Problem
Please rewrite the lines starting at the one containing "Pass-network tagging: label the kitchen sink" and ending after the one containing "[(110, 296)]", putting "one point per instance" wherever "one dot per instance" appears and changing nothing else. Leave the pictures out of your version.

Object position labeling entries
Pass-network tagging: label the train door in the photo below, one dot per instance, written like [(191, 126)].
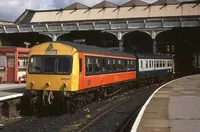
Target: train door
[(10, 69)]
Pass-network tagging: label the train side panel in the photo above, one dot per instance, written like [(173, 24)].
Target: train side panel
[(92, 81)]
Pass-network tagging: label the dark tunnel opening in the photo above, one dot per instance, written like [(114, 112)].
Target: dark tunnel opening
[(134, 42), (95, 38)]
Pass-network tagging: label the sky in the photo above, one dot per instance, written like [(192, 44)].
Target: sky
[(10, 10)]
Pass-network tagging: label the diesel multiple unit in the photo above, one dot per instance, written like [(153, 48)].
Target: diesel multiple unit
[(69, 74)]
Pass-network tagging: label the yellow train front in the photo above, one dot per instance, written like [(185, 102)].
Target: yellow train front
[(59, 72), (52, 71)]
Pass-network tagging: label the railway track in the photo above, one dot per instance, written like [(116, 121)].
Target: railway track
[(104, 115)]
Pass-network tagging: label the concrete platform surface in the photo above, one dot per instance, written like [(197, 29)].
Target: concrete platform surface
[(174, 107)]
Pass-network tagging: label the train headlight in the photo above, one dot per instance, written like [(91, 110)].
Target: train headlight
[(31, 84), (65, 85)]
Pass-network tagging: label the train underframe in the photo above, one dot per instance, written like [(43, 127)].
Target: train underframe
[(39, 100)]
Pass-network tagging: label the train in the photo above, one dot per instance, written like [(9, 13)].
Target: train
[(69, 75)]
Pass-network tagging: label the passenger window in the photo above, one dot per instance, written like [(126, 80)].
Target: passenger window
[(157, 63), (133, 65), (146, 64), (104, 65), (160, 63), (141, 64), (109, 65), (114, 65), (80, 65), (119, 64), (89, 66), (149, 64)]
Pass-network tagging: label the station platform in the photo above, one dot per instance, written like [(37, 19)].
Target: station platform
[(174, 107), (8, 91)]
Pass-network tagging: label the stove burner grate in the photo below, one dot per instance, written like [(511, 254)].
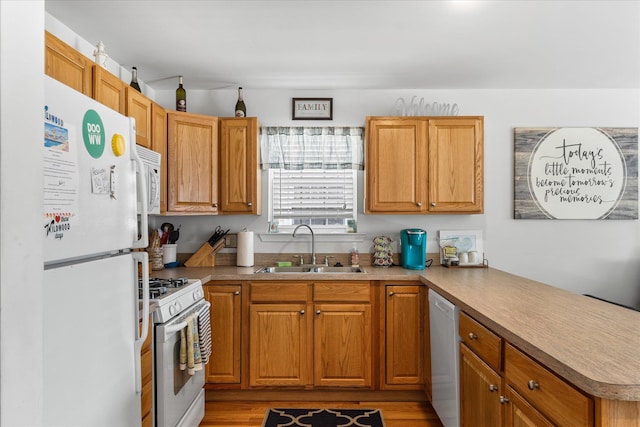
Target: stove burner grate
[(159, 287)]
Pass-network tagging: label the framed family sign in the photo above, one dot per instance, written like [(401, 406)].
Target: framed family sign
[(576, 173), (312, 109)]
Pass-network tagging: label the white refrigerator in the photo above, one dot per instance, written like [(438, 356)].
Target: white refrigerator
[(93, 218)]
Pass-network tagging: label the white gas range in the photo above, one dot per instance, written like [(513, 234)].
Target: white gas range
[(179, 395)]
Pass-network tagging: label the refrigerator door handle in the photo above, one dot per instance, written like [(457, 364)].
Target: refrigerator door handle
[(143, 201), (143, 259)]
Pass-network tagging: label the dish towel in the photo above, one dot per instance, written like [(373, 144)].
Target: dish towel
[(190, 358), (204, 332)]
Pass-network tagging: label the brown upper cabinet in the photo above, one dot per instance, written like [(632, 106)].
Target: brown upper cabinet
[(240, 178), (67, 65), (109, 90), (192, 159), (420, 165)]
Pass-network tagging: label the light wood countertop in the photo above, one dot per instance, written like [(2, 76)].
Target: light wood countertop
[(592, 344)]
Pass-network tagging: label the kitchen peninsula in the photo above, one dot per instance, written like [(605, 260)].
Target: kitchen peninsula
[(588, 344)]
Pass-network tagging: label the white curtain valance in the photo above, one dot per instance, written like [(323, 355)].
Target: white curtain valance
[(312, 147)]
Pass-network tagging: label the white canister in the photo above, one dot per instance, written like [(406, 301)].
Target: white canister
[(464, 258), (245, 249), (169, 252)]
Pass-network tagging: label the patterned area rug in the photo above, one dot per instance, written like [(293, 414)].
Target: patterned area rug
[(323, 418)]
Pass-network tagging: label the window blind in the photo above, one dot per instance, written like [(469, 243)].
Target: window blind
[(328, 196)]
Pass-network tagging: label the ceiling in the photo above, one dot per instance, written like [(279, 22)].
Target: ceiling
[(358, 44)]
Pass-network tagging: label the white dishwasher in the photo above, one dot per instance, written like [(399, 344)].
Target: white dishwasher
[(445, 359)]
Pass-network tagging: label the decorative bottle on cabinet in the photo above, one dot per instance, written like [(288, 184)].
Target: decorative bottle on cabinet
[(134, 79), (241, 109), (181, 96)]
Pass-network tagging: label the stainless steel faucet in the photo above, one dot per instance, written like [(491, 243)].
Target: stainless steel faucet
[(313, 241)]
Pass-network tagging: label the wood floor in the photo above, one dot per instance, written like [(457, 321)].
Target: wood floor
[(235, 408)]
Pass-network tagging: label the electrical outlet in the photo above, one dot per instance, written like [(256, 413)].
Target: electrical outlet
[(231, 241)]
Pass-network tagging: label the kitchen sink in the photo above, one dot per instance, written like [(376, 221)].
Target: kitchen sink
[(310, 269)]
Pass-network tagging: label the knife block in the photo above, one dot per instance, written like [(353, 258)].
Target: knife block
[(205, 256)]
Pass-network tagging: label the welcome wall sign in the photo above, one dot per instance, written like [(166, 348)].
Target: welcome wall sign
[(576, 173)]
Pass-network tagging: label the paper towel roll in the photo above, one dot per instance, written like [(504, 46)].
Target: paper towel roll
[(245, 249)]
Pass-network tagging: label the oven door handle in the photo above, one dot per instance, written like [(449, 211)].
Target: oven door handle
[(170, 329)]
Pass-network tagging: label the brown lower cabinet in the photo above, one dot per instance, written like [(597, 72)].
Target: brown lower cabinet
[(480, 391), (225, 314), (405, 336), (315, 335), (501, 386), (310, 334)]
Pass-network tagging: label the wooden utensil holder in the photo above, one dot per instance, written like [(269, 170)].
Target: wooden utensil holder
[(205, 256)]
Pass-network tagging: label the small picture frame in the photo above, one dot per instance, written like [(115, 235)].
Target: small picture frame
[(312, 109)]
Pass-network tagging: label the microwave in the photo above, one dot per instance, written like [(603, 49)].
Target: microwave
[(151, 161)]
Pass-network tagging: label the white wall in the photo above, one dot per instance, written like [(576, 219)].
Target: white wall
[(584, 256), (598, 257), (21, 136)]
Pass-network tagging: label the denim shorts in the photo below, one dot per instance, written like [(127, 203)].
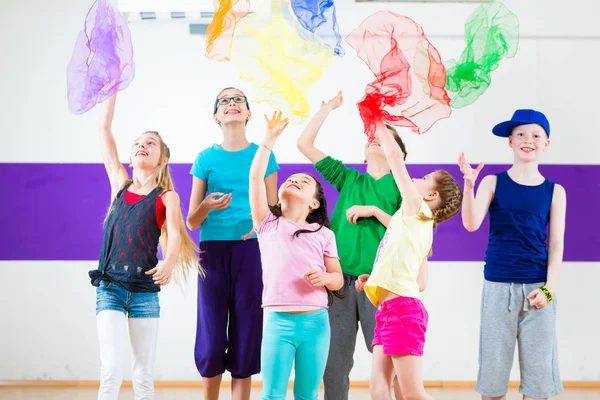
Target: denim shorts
[(110, 296)]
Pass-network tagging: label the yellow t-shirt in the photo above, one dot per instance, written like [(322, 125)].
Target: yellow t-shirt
[(406, 243)]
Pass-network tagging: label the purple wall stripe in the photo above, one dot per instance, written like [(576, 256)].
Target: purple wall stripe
[(55, 211)]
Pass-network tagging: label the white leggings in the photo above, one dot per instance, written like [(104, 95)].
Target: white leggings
[(143, 333)]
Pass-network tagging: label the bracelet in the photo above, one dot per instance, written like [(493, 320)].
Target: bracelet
[(547, 293), (266, 147)]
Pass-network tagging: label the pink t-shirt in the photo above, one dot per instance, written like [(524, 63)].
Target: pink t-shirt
[(285, 260)]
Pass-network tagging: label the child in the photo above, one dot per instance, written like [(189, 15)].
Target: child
[(400, 272), (229, 324), (143, 209), (522, 262), (359, 220), (300, 268)]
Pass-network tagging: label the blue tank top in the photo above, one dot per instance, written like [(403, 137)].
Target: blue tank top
[(517, 249)]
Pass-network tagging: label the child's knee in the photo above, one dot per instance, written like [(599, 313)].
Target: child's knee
[(380, 389)]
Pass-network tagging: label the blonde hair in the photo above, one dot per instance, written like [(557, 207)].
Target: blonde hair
[(188, 258), (450, 195)]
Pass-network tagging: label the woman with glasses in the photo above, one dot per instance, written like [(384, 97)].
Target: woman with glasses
[(229, 324)]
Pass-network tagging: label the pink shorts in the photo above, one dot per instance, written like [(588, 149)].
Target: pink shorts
[(400, 326)]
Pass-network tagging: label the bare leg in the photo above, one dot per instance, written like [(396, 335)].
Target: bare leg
[(409, 372), (240, 388), (212, 387), (397, 391), (382, 371)]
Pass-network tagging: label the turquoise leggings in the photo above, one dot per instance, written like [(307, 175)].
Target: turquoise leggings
[(302, 339)]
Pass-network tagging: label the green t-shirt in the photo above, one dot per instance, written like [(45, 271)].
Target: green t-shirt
[(357, 244)]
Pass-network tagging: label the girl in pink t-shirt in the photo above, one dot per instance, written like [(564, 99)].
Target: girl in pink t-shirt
[(301, 270)]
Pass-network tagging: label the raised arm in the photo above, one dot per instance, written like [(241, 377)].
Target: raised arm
[(411, 199), (259, 202), (474, 207), (117, 174), (306, 141), (271, 184)]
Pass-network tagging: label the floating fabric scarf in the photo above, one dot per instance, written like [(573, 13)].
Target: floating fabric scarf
[(102, 60), (491, 33), (318, 16), (219, 34), (408, 90), (280, 58)]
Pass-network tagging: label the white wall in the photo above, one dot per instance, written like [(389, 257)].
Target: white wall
[(47, 308)]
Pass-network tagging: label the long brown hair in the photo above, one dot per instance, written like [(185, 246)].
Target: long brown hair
[(318, 216), (450, 195)]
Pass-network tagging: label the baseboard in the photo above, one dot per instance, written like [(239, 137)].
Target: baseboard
[(257, 384)]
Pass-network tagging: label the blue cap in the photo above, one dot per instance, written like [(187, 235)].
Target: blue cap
[(522, 117)]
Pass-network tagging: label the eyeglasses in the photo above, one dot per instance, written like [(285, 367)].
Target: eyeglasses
[(226, 100)]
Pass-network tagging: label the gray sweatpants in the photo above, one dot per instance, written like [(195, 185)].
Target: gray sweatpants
[(344, 316), (507, 319)]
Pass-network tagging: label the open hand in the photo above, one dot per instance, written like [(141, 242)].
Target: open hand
[(161, 274), (360, 282), (248, 235), (469, 174), (276, 124), (537, 299), (356, 212), (317, 277)]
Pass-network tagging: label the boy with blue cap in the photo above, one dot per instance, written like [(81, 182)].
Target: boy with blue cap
[(522, 262)]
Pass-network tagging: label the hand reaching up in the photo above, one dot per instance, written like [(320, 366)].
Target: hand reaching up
[(469, 174)]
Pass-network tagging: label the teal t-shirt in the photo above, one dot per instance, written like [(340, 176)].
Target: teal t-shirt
[(357, 244), (228, 172)]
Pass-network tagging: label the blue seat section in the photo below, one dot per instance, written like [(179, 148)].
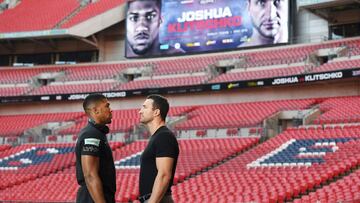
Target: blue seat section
[(292, 153), (129, 162), (34, 156)]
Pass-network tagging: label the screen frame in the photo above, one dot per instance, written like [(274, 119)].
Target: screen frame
[(291, 17)]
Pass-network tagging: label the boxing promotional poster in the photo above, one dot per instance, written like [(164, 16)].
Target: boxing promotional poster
[(193, 26)]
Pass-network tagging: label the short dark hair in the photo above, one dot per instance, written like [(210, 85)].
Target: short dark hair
[(161, 103), (158, 3), (92, 99)]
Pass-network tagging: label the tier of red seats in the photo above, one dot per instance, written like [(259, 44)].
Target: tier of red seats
[(93, 72), (195, 156), (15, 125), (123, 120), (74, 88), (339, 110), (13, 177), (252, 74), (91, 10), (13, 91), (338, 65), (4, 147), (14, 76), (166, 82), (346, 189), (183, 65), (239, 114), (235, 182), (33, 15)]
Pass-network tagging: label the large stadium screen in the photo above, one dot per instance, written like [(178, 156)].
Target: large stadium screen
[(173, 27)]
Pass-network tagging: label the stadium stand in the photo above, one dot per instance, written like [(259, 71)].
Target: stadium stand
[(238, 115), (21, 75), (74, 88), (339, 65), (276, 171), (13, 91), (183, 71), (91, 10), (33, 15), (166, 82), (93, 72), (339, 110), (31, 161), (344, 190), (251, 75), (124, 120), (196, 155), (15, 125), (302, 148)]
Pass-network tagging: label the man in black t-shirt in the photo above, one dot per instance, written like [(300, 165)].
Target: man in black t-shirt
[(95, 170), (159, 159)]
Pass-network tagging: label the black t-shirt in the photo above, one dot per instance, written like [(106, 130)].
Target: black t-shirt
[(92, 141), (162, 143)]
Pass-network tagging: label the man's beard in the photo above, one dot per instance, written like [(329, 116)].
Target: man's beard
[(142, 51)]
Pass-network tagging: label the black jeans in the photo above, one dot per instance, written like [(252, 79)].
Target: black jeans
[(83, 196)]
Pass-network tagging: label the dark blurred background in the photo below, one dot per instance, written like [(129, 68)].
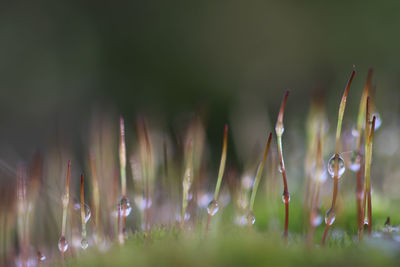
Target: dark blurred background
[(60, 59)]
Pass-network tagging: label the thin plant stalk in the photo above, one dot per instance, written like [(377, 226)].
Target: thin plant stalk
[(122, 162), (342, 107), (122, 156), (369, 133), (279, 129), (357, 153), (83, 214), (220, 172), (258, 177), (259, 173), (96, 197), (187, 181), (65, 203), (314, 203)]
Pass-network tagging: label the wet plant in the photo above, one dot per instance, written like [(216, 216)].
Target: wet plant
[(336, 163), (279, 129), (213, 206), (250, 215), (62, 242), (169, 178), (369, 137)]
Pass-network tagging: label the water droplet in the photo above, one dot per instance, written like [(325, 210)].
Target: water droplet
[(62, 244), (247, 182), (250, 218), (332, 163), (285, 197), (186, 217), (41, 256), (279, 129), (240, 220), (242, 201), (124, 207), (355, 163), (203, 199), (354, 132), (187, 179), (84, 243), (142, 202), (213, 207), (279, 168), (378, 120), (88, 213), (317, 220), (330, 217)]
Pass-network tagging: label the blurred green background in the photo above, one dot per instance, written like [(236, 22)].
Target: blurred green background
[(60, 59)]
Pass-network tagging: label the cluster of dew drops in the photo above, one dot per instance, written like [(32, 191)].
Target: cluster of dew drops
[(124, 208)]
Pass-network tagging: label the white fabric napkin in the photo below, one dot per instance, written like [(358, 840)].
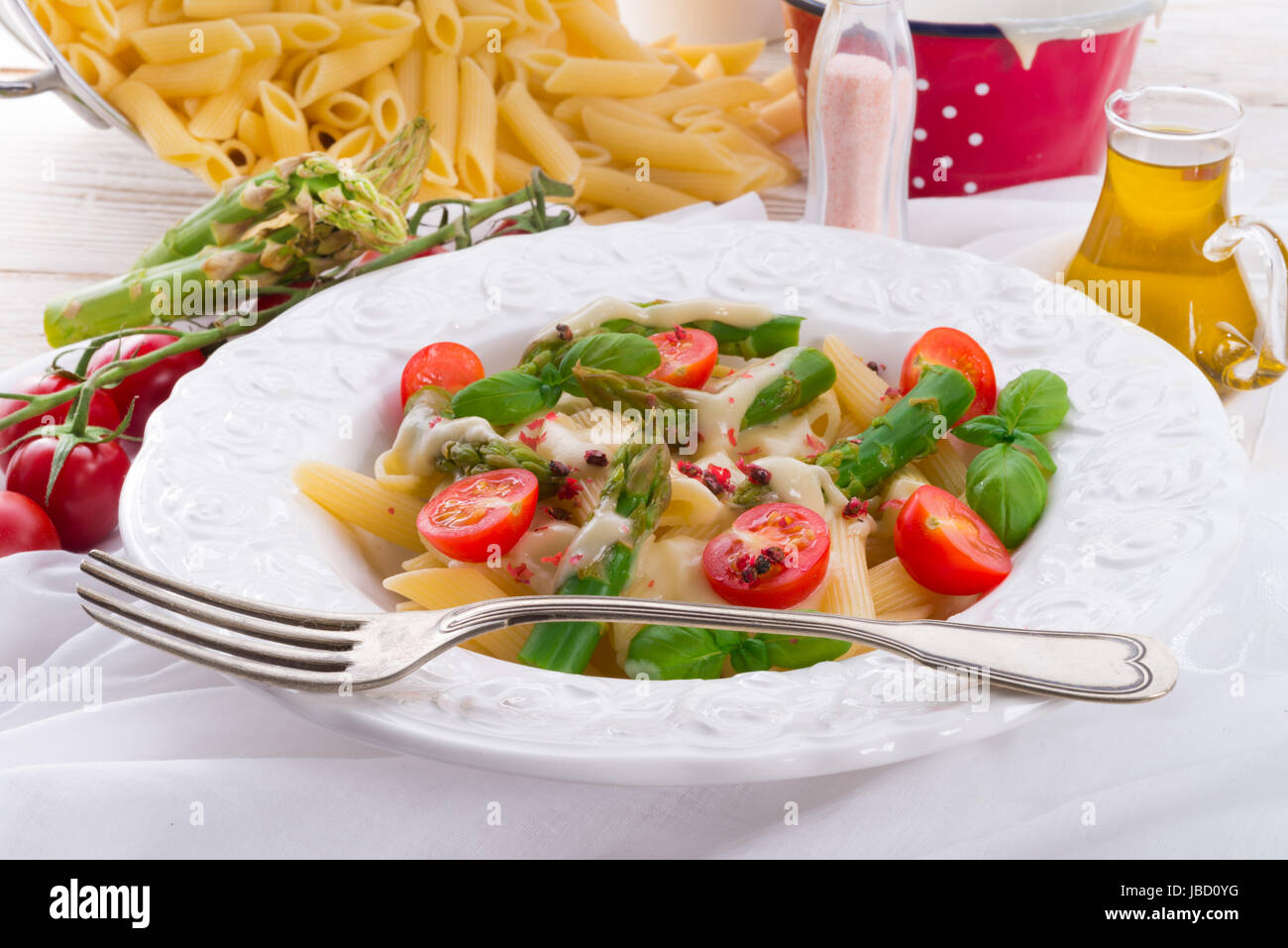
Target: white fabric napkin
[(163, 759)]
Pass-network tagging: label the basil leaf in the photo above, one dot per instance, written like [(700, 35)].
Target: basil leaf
[(1005, 487), (674, 652), (610, 352), (1022, 440), (802, 651), (984, 430), (751, 656), (1034, 402), (503, 398)]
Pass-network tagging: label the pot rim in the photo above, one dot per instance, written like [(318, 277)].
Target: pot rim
[(991, 30)]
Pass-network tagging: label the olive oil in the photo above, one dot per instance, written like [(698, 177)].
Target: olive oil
[(1163, 196)]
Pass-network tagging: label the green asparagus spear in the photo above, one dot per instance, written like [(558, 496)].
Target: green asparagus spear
[(909, 430), (301, 218), (807, 375), (638, 488), (393, 170), (756, 342), (467, 458)]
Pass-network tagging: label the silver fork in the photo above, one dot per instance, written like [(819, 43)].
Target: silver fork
[(313, 651)]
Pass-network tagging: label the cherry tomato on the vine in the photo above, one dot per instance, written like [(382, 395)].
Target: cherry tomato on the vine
[(82, 504), (25, 524), (150, 386), (102, 411)]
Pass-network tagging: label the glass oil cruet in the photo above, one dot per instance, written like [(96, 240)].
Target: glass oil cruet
[(1160, 244), (861, 108)]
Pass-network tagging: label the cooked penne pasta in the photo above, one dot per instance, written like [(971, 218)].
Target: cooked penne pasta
[(362, 501), (863, 393)]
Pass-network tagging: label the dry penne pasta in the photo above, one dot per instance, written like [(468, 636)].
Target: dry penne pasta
[(339, 68), (296, 30), (178, 43), (506, 85), (204, 76), (476, 146), (520, 112), (618, 77)]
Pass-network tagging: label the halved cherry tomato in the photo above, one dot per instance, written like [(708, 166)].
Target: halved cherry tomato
[(447, 365), (773, 557), (688, 357), (102, 411), (150, 386), (945, 546), (480, 515), (85, 496), (953, 348), (25, 526)]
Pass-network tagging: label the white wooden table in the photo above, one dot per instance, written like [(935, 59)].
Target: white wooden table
[(81, 204)]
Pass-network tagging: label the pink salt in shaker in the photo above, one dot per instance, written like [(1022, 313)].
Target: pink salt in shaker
[(862, 103)]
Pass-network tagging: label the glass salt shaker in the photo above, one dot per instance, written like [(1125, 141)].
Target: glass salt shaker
[(862, 104)]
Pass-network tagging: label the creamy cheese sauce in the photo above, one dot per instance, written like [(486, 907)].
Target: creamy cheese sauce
[(662, 316)]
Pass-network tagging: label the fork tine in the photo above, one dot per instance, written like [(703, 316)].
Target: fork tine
[(219, 661), (222, 640), (219, 616), (248, 607)]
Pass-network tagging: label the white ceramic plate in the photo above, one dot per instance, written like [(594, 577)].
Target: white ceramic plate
[(1147, 501)]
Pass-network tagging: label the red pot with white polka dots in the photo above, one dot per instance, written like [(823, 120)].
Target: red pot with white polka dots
[(1005, 102)]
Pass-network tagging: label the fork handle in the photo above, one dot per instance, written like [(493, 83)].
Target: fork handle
[(1095, 666)]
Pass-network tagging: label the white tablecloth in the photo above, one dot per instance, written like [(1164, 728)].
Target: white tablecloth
[(175, 762)]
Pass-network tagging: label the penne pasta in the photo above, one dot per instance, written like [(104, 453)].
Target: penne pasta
[(339, 68), (95, 68), (614, 77), (205, 76), (343, 110), (362, 501), (286, 127), (387, 112), (180, 42), (296, 30), (532, 127), (158, 124), (848, 591), (629, 143), (863, 393), (442, 25), (476, 146), (616, 188)]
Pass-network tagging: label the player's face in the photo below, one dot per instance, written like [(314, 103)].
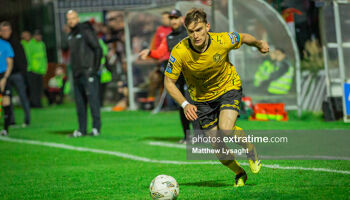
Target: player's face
[(72, 19), (165, 20), (6, 32), (198, 33), (175, 22)]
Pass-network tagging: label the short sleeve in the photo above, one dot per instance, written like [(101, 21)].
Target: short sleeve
[(235, 40), (9, 51), (174, 66)]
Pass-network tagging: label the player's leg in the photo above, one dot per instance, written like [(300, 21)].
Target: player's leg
[(17, 80), (7, 112), (81, 107), (227, 121), (253, 160), (92, 87)]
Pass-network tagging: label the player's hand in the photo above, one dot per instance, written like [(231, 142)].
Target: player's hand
[(263, 46), (190, 112), (2, 84), (144, 54)]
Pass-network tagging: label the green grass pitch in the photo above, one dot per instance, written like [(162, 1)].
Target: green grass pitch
[(29, 171)]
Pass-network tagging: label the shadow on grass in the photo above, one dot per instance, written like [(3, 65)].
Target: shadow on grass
[(164, 139), (62, 132), (212, 183)]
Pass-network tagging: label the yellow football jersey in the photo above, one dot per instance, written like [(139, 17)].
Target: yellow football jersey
[(209, 74)]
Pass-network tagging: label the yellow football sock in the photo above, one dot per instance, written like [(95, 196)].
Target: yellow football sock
[(240, 133)]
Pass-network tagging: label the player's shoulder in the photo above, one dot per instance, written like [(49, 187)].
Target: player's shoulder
[(226, 37), (181, 47), (220, 37)]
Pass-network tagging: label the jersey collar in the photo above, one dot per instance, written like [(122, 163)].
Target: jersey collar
[(209, 42)]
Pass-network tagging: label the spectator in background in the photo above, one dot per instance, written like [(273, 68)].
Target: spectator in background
[(275, 75), (168, 43), (18, 73), (26, 36), (156, 76), (57, 87), (116, 38), (85, 60), (37, 69), (105, 73), (6, 63)]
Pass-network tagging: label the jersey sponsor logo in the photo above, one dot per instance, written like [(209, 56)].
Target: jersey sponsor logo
[(169, 68), (217, 57), (172, 59), (235, 38)]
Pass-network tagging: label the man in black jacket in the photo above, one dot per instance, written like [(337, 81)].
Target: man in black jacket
[(178, 33), (85, 57), (18, 74)]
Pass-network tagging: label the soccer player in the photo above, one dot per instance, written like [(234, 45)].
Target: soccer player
[(167, 44), (212, 81)]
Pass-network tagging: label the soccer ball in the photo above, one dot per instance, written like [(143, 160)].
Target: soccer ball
[(164, 187)]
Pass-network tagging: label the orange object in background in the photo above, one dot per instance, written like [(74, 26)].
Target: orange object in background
[(269, 112)]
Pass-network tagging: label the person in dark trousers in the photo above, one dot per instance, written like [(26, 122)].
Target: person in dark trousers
[(178, 33), (6, 64), (18, 74), (85, 60), (37, 69)]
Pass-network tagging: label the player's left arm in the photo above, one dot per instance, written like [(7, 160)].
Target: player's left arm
[(250, 40)]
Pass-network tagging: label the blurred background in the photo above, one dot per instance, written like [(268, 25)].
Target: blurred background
[(311, 36)]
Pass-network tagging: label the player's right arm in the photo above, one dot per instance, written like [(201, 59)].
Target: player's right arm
[(189, 109), (156, 53), (172, 73)]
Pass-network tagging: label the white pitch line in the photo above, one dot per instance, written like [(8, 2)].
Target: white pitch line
[(267, 157), (143, 159)]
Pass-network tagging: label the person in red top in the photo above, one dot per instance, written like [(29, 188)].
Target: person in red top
[(156, 75), (161, 33), (178, 33)]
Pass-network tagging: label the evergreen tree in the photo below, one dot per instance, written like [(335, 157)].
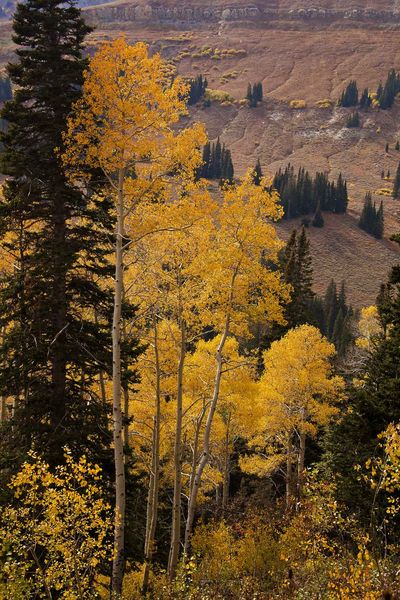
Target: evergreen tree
[(369, 410), (396, 183), (249, 95), (330, 308), (350, 96), (298, 272), (257, 173), (53, 345), (386, 95), (365, 100), (197, 88), (5, 89), (353, 121), (217, 160), (318, 220)]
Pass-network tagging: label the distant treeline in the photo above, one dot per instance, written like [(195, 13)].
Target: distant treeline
[(217, 162), (384, 96), (303, 195)]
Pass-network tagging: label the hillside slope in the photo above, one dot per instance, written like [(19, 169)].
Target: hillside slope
[(298, 51)]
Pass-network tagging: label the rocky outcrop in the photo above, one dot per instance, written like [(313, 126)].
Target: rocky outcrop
[(190, 13)]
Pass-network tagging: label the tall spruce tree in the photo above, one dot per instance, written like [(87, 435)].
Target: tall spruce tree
[(53, 342), (298, 272), (369, 410)]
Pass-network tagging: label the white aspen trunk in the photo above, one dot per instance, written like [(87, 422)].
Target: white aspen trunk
[(227, 470), (120, 499), (3, 409), (289, 474), (205, 455), (300, 465), (154, 488), (176, 509)]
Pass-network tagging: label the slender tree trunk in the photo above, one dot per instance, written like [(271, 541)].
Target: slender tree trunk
[(102, 385), (57, 348), (119, 525), (154, 489), (300, 465), (176, 509), (289, 473), (227, 470), (205, 455), (3, 409)]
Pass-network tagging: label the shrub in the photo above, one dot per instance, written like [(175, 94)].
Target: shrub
[(298, 104)]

Response
Pass-network tagging: label the kitchen sink in the photo above, one point per instance, written like [(376, 221)].
Target: kitchen sink
[(310, 269)]
Pass-network tagging: label the knife block in the photo above, one point per instance, written like [(353, 258)].
Target: knife block
[(205, 256)]
Pass-network tagging: label the welcome wall sign in the photo above, one point per instance, written like [(166, 348)].
Target: welcome wall sign
[(576, 173)]
Pass-network tagging: label the paper towel roll in the photo above, one point per instance, written like [(504, 46)].
Target: paper towel roll
[(245, 249)]
Pass-network tagging: label the oven door handle in the photo above, one point per instance, written like [(449, 211)].
Target: oven door handle
[(170, 329)]
Pass-network tagging: label the brown lower cabinet in the photo above, one point per instance, written like [(597, 72)].
Target: brown lower cabinet
[(480, 391), (225, 314), (405, 336), (315, 335), (501, 386), (310, 334)]
Pass-network tagging: label the wooden utensil holder in the photo above, one point per instance, written like [(269, 170)].
Target: wooden utensil holder
[(205, 256)]
Pass-network tagging: label the small picture frame in the photo above, one point per instance, written like [(115, 235)].
Target: small picture frame
[(312, 109)]
Pass-network tagging: label the microwave in the photo above, one point per instance, written like [(603, 49)].
Target: microwave
[(151, 161)]
Pass-network tagging: label the white wall in the photo above, one point per instance, written like [(576, 219)].
Target: white wall
[(584, 256), (598, 257), (21, 136)]
Pass-network tagging: label the denim shorts in the photo below, one point per instance, written like [(127, 203)].
Target: denim shorts
[(110, 296)]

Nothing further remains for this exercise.